→ SHORT PROBLEM: Rewrite the lines below, replacing "separate parts" with "disjoint parts" everywhere it occurs and changing nothing else.

## START INPUT MATERIAL

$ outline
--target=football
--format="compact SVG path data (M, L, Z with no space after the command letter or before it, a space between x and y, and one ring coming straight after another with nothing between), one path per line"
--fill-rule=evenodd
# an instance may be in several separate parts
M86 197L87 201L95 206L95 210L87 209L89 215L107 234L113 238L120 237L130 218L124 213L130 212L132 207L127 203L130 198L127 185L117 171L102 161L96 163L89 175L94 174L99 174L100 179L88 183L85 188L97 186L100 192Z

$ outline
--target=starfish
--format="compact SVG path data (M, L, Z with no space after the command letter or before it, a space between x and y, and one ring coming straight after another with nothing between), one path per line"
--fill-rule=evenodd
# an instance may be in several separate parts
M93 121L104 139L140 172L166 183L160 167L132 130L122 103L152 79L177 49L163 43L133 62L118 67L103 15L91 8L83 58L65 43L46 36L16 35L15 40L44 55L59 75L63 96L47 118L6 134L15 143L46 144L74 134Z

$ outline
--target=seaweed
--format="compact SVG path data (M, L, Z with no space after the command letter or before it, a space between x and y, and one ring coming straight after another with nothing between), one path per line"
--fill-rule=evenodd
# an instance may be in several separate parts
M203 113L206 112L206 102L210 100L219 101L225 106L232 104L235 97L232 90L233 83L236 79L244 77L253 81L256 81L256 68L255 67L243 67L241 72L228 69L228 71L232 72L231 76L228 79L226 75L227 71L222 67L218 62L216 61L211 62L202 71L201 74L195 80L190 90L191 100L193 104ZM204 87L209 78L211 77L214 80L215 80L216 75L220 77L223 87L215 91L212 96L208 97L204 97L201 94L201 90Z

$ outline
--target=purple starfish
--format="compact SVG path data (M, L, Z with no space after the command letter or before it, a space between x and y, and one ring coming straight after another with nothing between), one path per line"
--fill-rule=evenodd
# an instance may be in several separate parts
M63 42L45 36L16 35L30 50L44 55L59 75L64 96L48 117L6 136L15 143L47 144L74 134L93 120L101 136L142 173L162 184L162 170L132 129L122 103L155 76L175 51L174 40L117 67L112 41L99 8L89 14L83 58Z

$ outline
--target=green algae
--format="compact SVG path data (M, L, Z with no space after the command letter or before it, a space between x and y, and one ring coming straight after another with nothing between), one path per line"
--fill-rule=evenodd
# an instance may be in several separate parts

## END INPUT MATERIAL

→ OUTPUT FOR THIS TASK:
$ outline
--target=football
--format="compact SVG path data (M, L, Z with no space after the command letter or before it, a space between x and y, and one ring coming straight after another with nothing between), one path per line"
--fill-rule=evenodd
# an instance may be in several disjoint parts
M86 197L87 201L95 206L95 210L87 209L89 215L107 234L113 238L120 237L130 218L124 213L130 212L132 207L127 203L130 198L127 185L117 171L102 161L96 163L89 175L94 174L99 174L100 179L88 183L85 188L97 186L100 192Z

$ outline
--target=starfish
--format="compact SVG path data (M, L, Z with no space after the command letter or before it, a space between x and y, and one ring coming straight after another with nothing between), one path per line"
--fill-rule=evenodd
# an instance may be in several disjoint parts
M93 121L104 139L140 172L166 183L160 167L132 130L122 103L152 79L177 49L163 43L133 62L118 67L103 15L91 8L83 58L65 43L46 36L16 35L15 40L44 55L59 75L63 96L47 118L6 134L15 143L46 144L74 134Z

$ outline
--target=seaweed
--format="compact SVG path data (M, L, Z with no space after the command letter or before it, a space between x and y, and one ring coming straight after another with nothing between), one path per line"
--fill-rule=evenodd
# an instance may be in several disjoint parts
M203 113L206 112L206 102L210 100L219 101L225 106L232 104L235 97L232 90L233 83L236 79L244 77L253 81L256 81L256 68L255 67L243 67L241 72L228 69L228 71L232 72L231 76L228 79L226 75L227 71L222 67L218 62L216 61L211 62L202 71L201 74L195 80L190 90L191 100L193 104ZM204 87L209 78L211 77L214 80L215 80L216 75L220 77L223 87L215 91L212 96L208 97L204 97L201 94L201 90Z

$ outline
--target=purple starfish
--format="compact SVG path data (M, L, Z with no space after the command letter or before it, a space between x and y, and one ring coming straight after another with nothing between), one path per line"
--fill-rule=evenodd
# an instance may be in several disjoint parts
M63 42L45 36L16 35L30 50L44 55L59 75L64 96L48 117L6 136L15 143L47 144L74 134L93 120L101 136L142 173L162 184L162 170L132 129L122 103L155 76L175 51L174 40L117 67L112 41L99 8L89 14L83 58Z

$ outline
--target=green algae
--format="compact SVG path data (M, L, Z with no space after the command letter or before it, a space between x and y, and one ring coming straight after another with nothing between), one path per line"
--fill-rule=evenodd
# an instance may be in several disjoint parts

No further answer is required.